** Exercise details **
Using the entries below, copy out all lines where "coach" is found.

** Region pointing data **
BEGIN

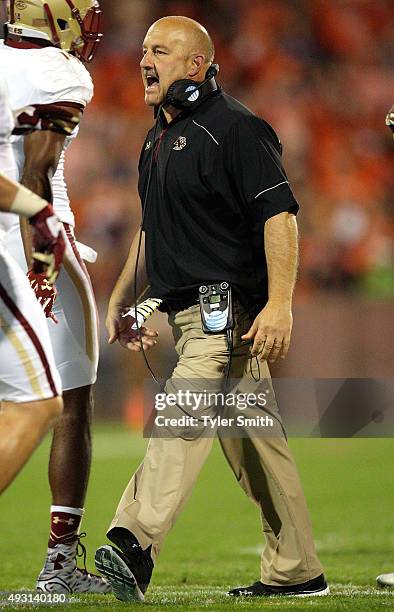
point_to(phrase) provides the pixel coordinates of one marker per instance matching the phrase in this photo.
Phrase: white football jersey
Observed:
(45, 76)
(7, 160)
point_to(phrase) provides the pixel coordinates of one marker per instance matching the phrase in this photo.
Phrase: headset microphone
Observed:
(184, 93)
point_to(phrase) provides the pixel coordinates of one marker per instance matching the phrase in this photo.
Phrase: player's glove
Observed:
(48, 244)
(45, 293)
(138, 315)
(390, 119)
(44, 117)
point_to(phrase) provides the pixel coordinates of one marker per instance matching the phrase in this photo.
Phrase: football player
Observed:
(30, 392)
(42, 59)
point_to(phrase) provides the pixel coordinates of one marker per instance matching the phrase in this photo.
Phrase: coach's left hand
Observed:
(271, 332)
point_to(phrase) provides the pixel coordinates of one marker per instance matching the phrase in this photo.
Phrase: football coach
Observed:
(217, 206)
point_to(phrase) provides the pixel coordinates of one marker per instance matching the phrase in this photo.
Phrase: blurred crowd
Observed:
(320, 71)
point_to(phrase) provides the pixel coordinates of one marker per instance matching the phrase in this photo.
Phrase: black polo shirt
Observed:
(217, 176)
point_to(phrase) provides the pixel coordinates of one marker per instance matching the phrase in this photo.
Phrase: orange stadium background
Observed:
(321, 72)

END

** Answer section **
Phrase: coach's left hand
Phrase: football coach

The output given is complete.